[Opening Data supplied section]

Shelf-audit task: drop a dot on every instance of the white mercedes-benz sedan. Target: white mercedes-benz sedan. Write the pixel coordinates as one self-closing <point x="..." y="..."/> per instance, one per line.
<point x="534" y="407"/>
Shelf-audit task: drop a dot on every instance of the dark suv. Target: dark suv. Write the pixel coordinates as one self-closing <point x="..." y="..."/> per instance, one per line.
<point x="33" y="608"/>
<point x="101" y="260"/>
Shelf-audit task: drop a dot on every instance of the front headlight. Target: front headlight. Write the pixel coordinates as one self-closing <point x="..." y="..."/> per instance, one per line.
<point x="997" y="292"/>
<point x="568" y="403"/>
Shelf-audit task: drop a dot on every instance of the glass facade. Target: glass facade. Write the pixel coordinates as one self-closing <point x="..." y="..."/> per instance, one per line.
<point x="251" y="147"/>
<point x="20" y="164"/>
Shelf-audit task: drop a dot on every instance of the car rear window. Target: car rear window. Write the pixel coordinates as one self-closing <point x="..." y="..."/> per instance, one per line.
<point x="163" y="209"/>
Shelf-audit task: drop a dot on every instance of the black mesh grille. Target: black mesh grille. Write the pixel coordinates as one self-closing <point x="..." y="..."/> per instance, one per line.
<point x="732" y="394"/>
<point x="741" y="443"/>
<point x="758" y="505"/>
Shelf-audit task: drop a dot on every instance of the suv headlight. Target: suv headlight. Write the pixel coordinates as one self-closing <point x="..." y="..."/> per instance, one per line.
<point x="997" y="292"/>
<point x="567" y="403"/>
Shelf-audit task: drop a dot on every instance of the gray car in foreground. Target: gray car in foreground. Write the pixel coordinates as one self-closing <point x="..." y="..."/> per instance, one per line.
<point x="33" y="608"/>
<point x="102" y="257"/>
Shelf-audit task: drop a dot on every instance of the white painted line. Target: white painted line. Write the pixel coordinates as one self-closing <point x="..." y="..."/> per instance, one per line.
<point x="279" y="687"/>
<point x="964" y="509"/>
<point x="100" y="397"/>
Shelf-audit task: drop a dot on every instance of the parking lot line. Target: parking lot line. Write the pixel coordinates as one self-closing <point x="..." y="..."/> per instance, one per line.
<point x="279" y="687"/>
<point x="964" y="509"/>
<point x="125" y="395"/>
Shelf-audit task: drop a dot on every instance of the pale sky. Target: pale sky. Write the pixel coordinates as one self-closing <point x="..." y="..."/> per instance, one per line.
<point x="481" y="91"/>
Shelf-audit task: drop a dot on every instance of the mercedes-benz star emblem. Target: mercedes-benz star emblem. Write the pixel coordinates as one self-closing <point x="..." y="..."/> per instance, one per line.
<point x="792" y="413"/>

[Closing Data supplied section]

### Description of the task
Please output the records once more, exactly as they were written.

### Result
Shelf-audit task: drop a dot on every instance of the white mercedes-benz sedan. Target: white mercedes-benz sedan. Write the pixel coordinates as one self-closing <point x="..." y="..."/> per instance, one per line.
<point x="534" y="407"/>
Shelf-audit task: drop a dot on every instance of the dark suv. Target: dark suv. Write the pixel coordinates as one self-closing <point x="..." y="..."/> per instance, one per line.
<point x="33" y="608"/>
<point x="101" y="260"/>
Shelf-audit task: drop a dot on every instance of the front headlight. Target: front headlight. Write the pixel coordinates as one self-closing <point x="..." y="..."/> per instance, one per line.
<point x="997" y="292"/>
<point x="568" y="403"/>
Shelf-audit task: drop a dot on every instance of the glass facade. Target: glass facade. Write the pixel coordinates as one self-closing <point x="..." y="..."/> per instance, one per line.
<point x="251" y="147"/>
<point x="20" y="164"/>
Shelf-audit task: drop a dot on every instance of the car rear window. Target: car rear window. Write the pixel coordinates as one self-closing <point x="..." y="..."/> per instance, one per line.
<point x="163" y="209"/>
Shelf-audit task: drop a dot on every instance of the black mesh grille. Target: black mesh grille. Write the pixel coordinates as one self-closing <point x="..." y="..."/> per instance, one per line.
<point x="732" y="394"/>
<point x="741" y="443"/>
<point x="758" y="505"/>
Shelf-audit task: drop a dot on every instance of the suv headlight. Target: suv headlight. Write the pixel coordinates as one self-closing <point x="..." y="..."/> per instance, one per line.
<point x="997" y="292"/>
<point x="567" y="403"/>
Shelf-audit task: drop a dot on every instance of the gray car in foreground. Target: gray car in foreground. Write the pixel coordinates as one self-closing <point x="..." y="..."/> per instance, one per line.
<point x="33" y="608"/>
<point x="102" y="257"/>
Shelf-audit task: drop a dot on every instance of the white painted line. Target: white painted line. Write the pixel coordinates as one self-closing <point x="..." y="..."/> per instance, one per line.
<point x="279" y="687"/>
<point x="964" y="509"/>
<point x="100" y="397"/>
Shelf-audit task: drop a dot on every instance of the parking lot line. Target: parking lot line. Write the pixel coordinates as one self-closing <point x="..." y="..."/> per instance, one per line.
<point x="279" y="687"/>
<point x="964" y="509"/>
<point x="125" y="395"/>
Shelf-audit task: drop a dot on every instance of the pale sky. Target: pale sky. Write the pixel coordinates as one self-closing <point x="..." y="..."/> per instance, one per line.
<point x="481" y="91"/>
Shelf-audit task: drop a dot on every instance of the mercedes-benz star emblem. Target: mercedes-benz star emblem. Write the pixel coordinates as one self-closing <point x="..." y="..."/> per instance, one per line.
<point x="792" y="413"/>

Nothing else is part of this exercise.